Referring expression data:
_ _ _ _

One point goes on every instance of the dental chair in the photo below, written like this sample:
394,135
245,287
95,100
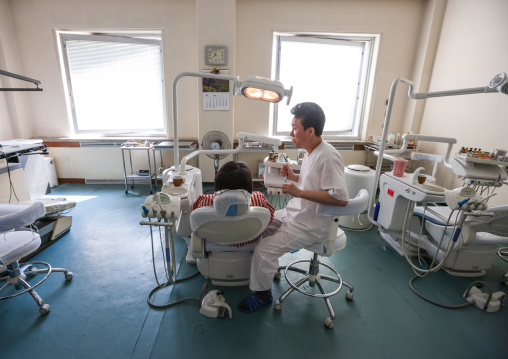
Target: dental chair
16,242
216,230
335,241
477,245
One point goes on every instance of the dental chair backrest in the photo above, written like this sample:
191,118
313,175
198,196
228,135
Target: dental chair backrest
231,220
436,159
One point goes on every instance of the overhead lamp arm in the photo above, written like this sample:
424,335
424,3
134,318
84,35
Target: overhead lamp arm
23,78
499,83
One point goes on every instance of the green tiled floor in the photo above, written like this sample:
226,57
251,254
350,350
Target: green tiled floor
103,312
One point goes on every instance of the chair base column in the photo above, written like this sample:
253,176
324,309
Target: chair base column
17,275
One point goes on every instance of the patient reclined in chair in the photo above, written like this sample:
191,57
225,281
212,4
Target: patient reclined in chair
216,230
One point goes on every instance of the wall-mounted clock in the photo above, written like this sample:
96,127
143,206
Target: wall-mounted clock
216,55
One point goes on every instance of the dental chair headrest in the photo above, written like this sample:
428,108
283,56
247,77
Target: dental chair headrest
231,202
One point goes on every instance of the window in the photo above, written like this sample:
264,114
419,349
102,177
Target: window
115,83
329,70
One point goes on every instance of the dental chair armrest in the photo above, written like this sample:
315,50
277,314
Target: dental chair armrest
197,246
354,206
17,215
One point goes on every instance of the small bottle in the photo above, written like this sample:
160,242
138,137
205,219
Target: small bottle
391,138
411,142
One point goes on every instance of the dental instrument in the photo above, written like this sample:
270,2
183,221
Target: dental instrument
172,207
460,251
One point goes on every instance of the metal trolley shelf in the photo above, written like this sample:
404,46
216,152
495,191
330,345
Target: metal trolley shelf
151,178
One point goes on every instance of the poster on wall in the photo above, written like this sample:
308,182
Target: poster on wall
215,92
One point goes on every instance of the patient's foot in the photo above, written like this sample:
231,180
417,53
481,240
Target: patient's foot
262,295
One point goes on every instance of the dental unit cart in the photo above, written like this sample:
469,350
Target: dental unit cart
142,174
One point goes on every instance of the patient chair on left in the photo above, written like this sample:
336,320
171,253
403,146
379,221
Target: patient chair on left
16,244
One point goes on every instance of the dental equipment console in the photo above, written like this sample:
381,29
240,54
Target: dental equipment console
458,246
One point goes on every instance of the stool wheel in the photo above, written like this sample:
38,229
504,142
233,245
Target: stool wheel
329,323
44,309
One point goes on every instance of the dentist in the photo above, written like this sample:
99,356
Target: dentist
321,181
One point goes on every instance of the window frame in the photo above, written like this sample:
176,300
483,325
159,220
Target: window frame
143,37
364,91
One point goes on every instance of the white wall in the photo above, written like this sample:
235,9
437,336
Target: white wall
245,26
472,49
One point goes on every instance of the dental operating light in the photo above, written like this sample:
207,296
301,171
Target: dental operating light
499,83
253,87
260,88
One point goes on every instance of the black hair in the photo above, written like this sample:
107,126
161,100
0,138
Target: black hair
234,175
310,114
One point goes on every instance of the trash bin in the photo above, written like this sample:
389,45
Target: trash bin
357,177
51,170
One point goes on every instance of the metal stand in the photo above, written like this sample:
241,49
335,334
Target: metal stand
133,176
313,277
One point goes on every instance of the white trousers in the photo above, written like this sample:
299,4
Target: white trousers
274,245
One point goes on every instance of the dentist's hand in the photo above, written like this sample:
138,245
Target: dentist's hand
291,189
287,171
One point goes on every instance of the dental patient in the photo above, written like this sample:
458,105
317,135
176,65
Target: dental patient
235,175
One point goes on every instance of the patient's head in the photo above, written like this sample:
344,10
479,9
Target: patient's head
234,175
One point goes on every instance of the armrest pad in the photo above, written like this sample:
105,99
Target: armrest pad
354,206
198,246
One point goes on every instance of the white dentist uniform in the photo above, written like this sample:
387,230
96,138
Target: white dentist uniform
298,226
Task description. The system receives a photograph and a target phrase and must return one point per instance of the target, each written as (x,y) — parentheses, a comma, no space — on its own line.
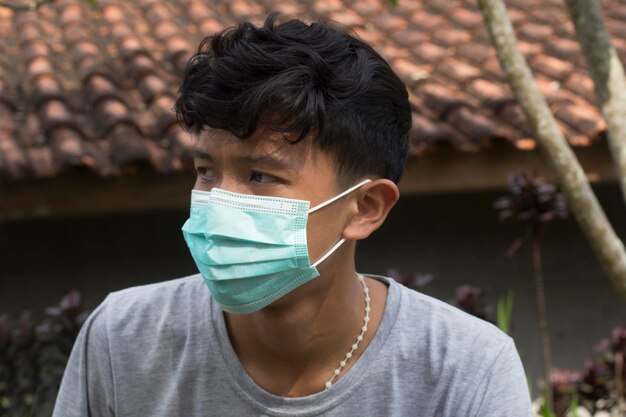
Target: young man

_ _ _ _

**Activity**.
Once the line containing "Target: white trousers" is found, write out exactly that line and each line after it through the end of the entries, omitting pictures.

**Exercise solution**.
Target: white trousers
274,245
One point goes on every instance of the dentist's hand in the photo above, written like this sample:
138,245
Target: dentist's hand
291,189
287,171
One point goes on every instance of the dental patient in the photo above, written like this sample:
458,105
317,135
176,65
Target: dental patient
235,175
One point goes on every instance of the patient's head in the photo above, written like this sample:
344,10
479,9
Target: patient's head
234,175
One point goes on every instance of the armrest pad in the photo above, written like this sample:
105,99
Target: armrest pad
354,206
198,246
One point goes on every instance of the white dentist uniform in the photo above, written like this sample:
387,230
96,138
Target: white dentist uniform
298,226
Task description. The system receives a photograph and a target phrase and must return one point per instance of the target, each written as (x,y) — parentheses, a comma, no space — on its own line.
Target: young man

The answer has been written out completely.